DATA PROVIDED: Begin

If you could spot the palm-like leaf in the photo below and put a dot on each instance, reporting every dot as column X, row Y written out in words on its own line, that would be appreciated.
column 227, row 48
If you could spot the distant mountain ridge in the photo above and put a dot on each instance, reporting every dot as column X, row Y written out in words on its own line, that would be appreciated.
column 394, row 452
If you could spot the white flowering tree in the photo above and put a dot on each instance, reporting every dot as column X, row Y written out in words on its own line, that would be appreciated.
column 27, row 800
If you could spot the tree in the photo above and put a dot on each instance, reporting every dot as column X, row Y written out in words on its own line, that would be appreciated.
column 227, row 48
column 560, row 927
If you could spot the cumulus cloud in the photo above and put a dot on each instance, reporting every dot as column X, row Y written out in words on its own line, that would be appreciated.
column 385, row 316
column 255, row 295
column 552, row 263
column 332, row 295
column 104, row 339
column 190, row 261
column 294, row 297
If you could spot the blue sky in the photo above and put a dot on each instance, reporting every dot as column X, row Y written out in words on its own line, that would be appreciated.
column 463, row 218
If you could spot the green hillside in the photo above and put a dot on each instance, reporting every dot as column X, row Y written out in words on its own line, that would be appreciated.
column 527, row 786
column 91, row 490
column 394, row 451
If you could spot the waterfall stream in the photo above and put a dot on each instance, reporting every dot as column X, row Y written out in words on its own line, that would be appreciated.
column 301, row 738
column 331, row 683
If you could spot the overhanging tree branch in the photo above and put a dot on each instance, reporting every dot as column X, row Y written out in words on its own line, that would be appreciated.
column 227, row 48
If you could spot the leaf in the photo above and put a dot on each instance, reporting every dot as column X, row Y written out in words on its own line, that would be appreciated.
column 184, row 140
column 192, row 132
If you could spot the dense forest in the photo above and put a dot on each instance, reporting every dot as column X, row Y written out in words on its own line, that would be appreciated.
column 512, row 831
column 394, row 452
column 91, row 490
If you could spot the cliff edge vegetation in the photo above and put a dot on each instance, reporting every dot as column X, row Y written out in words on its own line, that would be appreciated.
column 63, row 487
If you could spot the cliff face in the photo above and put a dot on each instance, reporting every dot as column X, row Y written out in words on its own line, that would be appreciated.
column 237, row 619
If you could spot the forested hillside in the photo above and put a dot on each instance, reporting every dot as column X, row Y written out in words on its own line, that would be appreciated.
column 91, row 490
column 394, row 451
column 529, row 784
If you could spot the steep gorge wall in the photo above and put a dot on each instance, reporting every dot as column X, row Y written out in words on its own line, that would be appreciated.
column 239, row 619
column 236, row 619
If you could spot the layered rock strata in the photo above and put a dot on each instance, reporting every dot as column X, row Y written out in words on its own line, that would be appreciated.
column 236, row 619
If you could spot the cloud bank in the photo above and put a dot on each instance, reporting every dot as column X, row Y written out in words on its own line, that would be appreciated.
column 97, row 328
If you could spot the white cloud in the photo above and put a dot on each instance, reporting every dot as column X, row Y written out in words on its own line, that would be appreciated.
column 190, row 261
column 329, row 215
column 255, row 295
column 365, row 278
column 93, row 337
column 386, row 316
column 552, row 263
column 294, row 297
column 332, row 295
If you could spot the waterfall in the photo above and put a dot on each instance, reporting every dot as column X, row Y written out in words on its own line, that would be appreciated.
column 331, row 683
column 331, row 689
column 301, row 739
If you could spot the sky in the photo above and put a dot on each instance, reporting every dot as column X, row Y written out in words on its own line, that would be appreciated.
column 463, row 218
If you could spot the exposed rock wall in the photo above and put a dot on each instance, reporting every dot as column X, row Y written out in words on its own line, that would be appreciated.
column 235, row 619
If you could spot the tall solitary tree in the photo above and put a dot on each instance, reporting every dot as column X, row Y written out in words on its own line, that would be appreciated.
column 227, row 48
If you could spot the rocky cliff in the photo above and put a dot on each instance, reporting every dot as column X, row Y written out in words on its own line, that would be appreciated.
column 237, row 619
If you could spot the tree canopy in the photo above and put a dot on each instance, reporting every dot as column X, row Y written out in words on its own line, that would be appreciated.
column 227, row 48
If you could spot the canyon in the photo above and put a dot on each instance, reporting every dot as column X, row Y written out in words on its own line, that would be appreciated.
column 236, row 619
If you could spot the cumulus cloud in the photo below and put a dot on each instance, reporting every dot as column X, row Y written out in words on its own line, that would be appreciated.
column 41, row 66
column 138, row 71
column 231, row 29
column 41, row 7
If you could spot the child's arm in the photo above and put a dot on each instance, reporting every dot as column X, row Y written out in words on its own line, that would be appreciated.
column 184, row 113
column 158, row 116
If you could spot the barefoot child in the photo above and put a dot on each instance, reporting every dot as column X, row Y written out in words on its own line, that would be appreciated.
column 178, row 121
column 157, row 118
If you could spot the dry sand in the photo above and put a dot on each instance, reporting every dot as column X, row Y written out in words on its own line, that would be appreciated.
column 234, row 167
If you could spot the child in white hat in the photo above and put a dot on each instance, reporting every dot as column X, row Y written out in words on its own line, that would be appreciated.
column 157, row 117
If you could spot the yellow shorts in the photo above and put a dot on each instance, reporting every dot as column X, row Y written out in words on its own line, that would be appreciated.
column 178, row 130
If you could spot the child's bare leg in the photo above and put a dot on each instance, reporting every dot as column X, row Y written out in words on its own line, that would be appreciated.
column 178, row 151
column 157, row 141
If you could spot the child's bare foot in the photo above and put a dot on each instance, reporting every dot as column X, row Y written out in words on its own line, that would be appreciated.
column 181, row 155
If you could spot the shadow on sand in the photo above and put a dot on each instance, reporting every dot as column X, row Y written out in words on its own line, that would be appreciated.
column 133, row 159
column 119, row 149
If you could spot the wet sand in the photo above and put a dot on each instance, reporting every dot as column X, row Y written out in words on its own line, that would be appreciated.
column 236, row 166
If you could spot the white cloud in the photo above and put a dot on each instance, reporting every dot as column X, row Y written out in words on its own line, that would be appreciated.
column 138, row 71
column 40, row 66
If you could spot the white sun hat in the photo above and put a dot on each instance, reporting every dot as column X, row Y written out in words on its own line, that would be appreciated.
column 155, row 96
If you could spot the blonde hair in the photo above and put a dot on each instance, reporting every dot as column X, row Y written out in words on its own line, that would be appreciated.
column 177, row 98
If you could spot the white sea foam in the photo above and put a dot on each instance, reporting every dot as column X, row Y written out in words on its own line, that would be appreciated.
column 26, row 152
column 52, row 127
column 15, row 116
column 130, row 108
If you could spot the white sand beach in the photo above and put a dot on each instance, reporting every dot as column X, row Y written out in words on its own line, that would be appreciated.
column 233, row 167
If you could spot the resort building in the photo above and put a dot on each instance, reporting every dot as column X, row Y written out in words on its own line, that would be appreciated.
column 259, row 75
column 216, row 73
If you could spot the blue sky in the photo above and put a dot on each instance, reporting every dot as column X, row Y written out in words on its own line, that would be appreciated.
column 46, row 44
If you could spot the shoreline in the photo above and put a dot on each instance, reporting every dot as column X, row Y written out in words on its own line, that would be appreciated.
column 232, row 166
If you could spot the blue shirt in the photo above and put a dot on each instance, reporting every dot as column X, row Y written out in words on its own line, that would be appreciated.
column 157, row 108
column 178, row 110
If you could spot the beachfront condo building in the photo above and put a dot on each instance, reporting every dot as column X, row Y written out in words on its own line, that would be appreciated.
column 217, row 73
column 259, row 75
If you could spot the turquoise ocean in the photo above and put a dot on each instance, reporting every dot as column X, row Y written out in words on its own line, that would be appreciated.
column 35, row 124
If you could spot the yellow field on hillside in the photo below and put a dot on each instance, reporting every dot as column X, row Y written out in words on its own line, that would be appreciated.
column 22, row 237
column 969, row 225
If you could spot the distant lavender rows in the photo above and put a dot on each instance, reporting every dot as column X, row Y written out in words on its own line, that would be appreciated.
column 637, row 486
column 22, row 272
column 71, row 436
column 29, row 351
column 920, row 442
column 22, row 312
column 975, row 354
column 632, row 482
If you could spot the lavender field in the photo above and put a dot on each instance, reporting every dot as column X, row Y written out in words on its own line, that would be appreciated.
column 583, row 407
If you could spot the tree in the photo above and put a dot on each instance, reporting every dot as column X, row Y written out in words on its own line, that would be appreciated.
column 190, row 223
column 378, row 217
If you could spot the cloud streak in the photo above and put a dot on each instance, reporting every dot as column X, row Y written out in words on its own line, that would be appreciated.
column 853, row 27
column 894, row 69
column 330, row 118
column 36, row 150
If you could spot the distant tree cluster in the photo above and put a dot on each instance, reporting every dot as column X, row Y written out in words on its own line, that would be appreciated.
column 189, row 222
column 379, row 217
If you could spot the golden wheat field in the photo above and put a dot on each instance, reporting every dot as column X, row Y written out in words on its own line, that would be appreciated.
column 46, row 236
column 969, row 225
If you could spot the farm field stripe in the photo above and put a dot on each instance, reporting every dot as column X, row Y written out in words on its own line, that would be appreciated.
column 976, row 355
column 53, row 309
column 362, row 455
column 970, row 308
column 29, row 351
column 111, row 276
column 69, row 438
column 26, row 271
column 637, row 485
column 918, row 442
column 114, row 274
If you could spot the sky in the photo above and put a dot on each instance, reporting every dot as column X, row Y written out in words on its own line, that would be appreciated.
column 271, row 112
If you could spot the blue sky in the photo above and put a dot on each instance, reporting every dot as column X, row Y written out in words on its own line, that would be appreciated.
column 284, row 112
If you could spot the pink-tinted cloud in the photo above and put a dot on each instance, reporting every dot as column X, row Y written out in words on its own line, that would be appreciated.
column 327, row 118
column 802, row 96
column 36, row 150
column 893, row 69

DATA PROVIDED: End

Copy, word for word, the line that contains "If you could spot the pink-tinted" and every line after it through the end of the records, and nothing else.

If you could spot the pink-tinted cloud in the photo above and put a dot on each instance, reporting every dot as column X, row Y written out in words on its own line, that would be appreciated.
column 327, row 118
column 802, row 96
column 36, row 150
column 893, row 69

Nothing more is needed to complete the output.